Since pictures do not belong in the copy, please repeat every record below exactly without them.

(Dataset entries)
|---|
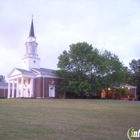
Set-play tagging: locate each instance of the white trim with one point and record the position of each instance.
(3, 87)
(48, 76)
(43, 87)
(17, 89)
(51, 91)
(13, 89)
(22, 75)
(21, 92)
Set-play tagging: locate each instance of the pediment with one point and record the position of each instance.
(14, 72)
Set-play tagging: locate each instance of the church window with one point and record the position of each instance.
(28, 81)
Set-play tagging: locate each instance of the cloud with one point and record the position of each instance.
(111, 25)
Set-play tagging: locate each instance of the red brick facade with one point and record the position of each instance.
(41, 87)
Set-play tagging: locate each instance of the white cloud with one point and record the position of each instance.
(107, 24)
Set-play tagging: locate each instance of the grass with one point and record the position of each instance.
(67, 119)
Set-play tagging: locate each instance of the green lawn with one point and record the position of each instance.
(67, 119)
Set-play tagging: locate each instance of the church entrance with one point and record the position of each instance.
(103, 94)
(51, 91)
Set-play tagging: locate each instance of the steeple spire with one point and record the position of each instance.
(31, 33)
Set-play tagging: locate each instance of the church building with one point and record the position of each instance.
(32, 81)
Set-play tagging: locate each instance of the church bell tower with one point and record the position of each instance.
(31, 59)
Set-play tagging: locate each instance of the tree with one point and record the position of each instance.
(113, 74)
(85, 70)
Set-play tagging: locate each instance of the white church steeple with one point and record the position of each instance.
(31, 59)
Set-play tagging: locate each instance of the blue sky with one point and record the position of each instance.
(113, 25)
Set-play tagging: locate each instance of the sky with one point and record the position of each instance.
(112, 25)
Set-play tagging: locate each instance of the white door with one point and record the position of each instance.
(51, 91)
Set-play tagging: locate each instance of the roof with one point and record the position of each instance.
(44, 71)
(24, 71)
(31, 33)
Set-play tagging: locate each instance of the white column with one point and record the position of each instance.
(17, 90)
(31, 87)
(13, 88)
(21, 93)
(9, 89)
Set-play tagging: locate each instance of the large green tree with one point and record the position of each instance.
(85, 70)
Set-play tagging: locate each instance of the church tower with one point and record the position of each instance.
(31, 59)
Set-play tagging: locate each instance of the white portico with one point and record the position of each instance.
(32, 81)
(22, 83)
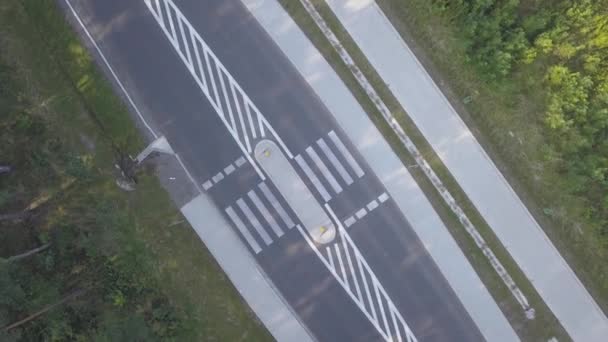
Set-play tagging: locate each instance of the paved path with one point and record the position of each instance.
(473, 169)
(388, 168)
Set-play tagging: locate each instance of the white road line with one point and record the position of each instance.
(197, 54)
(170, 19)
(251, 124)
(383, 198)
(361, 213)
(220, 70)
(238, 110)
(313, 178)
(244, 231)
(217, 103)
(366, 287)
(350, 221)
(381, 305)
(375, 282)
(207, 185)
(324, 170)
(239, 162)
(349, 157)
(396, 326)
(276, 205)
(225, 93)
(217, 178)
(229, 169)
(352, 269)
(254, 221)
(372, 205)
(339, 256)
(330, 258)
(180, 23)
(107, 64)
(264, 211)
(332, 270)
(260, 120)
(335, 162)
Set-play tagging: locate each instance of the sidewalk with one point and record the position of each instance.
(244, 271)
(473, 169)
(387, 166)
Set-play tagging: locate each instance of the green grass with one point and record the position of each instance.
(507, 119)
(545, 325)
(65, 88)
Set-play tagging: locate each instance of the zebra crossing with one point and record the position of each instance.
(348, 266)
(324, 162)
(243, 120)
(260, 217)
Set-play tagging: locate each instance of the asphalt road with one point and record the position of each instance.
(173, 103)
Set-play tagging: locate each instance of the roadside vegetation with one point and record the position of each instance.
(81, 259)
(531, 78)
(497, 77)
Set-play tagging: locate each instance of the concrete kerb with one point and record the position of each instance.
(420, 161)
(387, 167)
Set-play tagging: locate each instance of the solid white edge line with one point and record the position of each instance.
(238, 110)
(244, 231)
(107, 64)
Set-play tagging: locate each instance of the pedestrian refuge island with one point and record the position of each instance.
(301, 200)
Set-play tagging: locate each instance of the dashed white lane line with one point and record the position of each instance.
(217, 178)
(372, 205)
(383, 198)
(349, 157)
(207, 185)
(350, 221)
(359, 214)
(229, 169)
(239, 162)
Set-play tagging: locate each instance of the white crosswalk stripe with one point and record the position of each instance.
(226, 96)
(359, 281)
(318, 169)
(263, 216)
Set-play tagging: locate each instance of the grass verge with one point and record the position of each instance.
(79, 106)
(507, 119)
(545, 325)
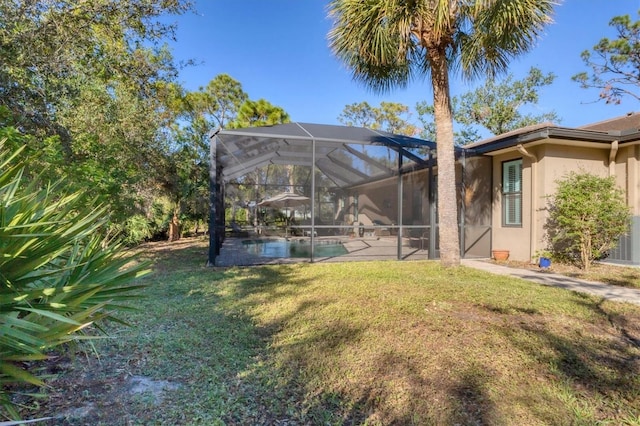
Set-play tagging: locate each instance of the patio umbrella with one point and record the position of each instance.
(285, 200)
|---|
> **Written response**:
Set-play tagging: locate each instance of the white trim with one point and record the position of each instance.
(3, 87)
(48, 76)
(43, 87)
(17, 89)
(51, 91)
(13, 89)
(22, 75)
(21, 92)
Set-play tagging: locate each instance of the pediment with one point and record the position of each instance.
(14, 72)
Set-play tagging: locate each instance of the church window with one point and record the position of each instance.
(28, 81)
Set-play tagging: locate each instance of the cloud with one point and record the position of each instance.
(111, 25)
Set-play tagging: locate each instance of the red brick facade with one point and record the position of each instance.
(41, 87)
Set-play tagging: locate each instance of the white cloud with one point and record the position of each instance.
(107, 24)
Set-play tagging: locate each instance of the grass with one point and record the position of each instance.
(67, 119)
Set-play tagging: locate each instance of the green lawn with one point and record the position of each instance.
(67, 119)
Set-play tagging: locate each instance of the church entrance with one point and record the position of each instance.
(103, 94)
(51, 91)
Set-play tagging: locate each instance of the steeple spire with one point and record the position of each instance.
(31, 33)
Set-play tagging: locate each instance of the church building with one point and record the position of each instance.
(32, 81)
Set-play tagging: locate each instance of the church bell tower with one point and record the position of each instance.
(31, 59)
Set-play tagging: locate each instance of the tree with one point and record the position of each instance.
(113, 74)
(85, 70)
Set-play tagging: locate each instance of the white church steeple with one point and record the position of each instance.
(31, 59)
Set-play tagging: locate each instance of the blue sky with one point and record the position of each instance.
(113, 25)
Set-play tagging: locate each instance of the sky with one point and record the position of each instance.
(112, 25)
Set-play tagging: locate each instance of the white door with one point and record the position of each instance.
(51, 91)
Set-play tagging: locate each instance of the roof with one point and record the position of each instance.
(44, 71)
(24, 71)
(31, 33)
Set-play tagging: locate each instance of the white column with one point and record the position of each instance.
(17, 90)
(31, 87)
(13, 88)
(21, 93)
(9, 89)
Set-play tagging: locate each instance of the large green tree with one point and record the position of each instance.
(85, 70)
Set-play tagging: locate each instance of the church tower with one point and record the position of each instance.
(31, 59)
Set-play tagging: locate each instance of the white portico with one point and record the position of each instance.
(32, 81)
(22, 83)
Set-play tagging: locate each instance of the paved path with one point and record the position of each instance.
(473, 169)
(388, 168)
Set-play tagging: locate each instance of the white road line with one point and record the position of each instance.
(197, 54)
(170, 19)
(251, 124)
(383, 198)
(361, 213)
(220, 70)
(238, 110)
(313, 178)
(244, 231)
(217, 103)
(366, 287)
(350, 221)
(381, 305)
(375, 282)
(207, 185)
(324, 170)
(239, 162)
(349, 157)
(396, 326)
(276, 205)
(225, 93)
(217, 178)
(229, 169)
(352, 269)
(254, 221)
(372, 205)
(339, 256)
(330, 258)
(180, 23)
(107, 64)
(264, 211)
(332, 270)
(260, 120)
(335, 162)
Set-play tagging: locate each instance of the sidewalk with one point and record the position of each instance.
(244, 271)
(473, 169)
(387, 166)
Set-play tagging: locate each instance of the green grass with one point and record the position of each instance.
(507, 119)
(545, 325)
(65, 88)
Set-play tagging: locate each instance of the zebra crossing with one point and record the position of each instance.
(348, 266)
(324, 162)
(243, 120)
(260, 217)
Set-play tagging: locate each instance of the asphalt road with one point and record the position of each instance.
(173, 103)
Set-play tagging: locate each instance of the roadside vegetation with one point and record the position of each instance.
(81, 259)
(531, 78)
(497, 77)
Set-play tagging: locate each instance of the concrete kerb with one point and record the position of each instance.
(420, 161)
(387, 167)
Set-play tagging: locate each instance of the solid white edge line with one point and record the position of each instance.
(238, 110)
(244, 231)
(107, 64)
Set-play tagging: locate each instance of the pedestrian refuge island with one point and record the position of each instance.
(301, 200)
Set-play tagging: locate each instance of the dashed white lane line with one point and record the position of each instance.
(217, 178)
(372, 205)
(383, 198)
(349, 157)
(207, 185)
(350, 221)
(359, 214)
(229, 169)
(239, 162)
Set-play tagging: locate each instance of the white crosswalk stripe with one point and record the position of each instance.
(226, 96)
(359, 281)
(318, 169)
(263, 216)
Set-play tagging: locate each instance of the grass verge with one point and record the position of each instance.
(79, 106)
(507, 119)
(545, 325)
Set-play tagging: locate each instance of the patio umbrella with one point and record the position of each instance.
(285, 200)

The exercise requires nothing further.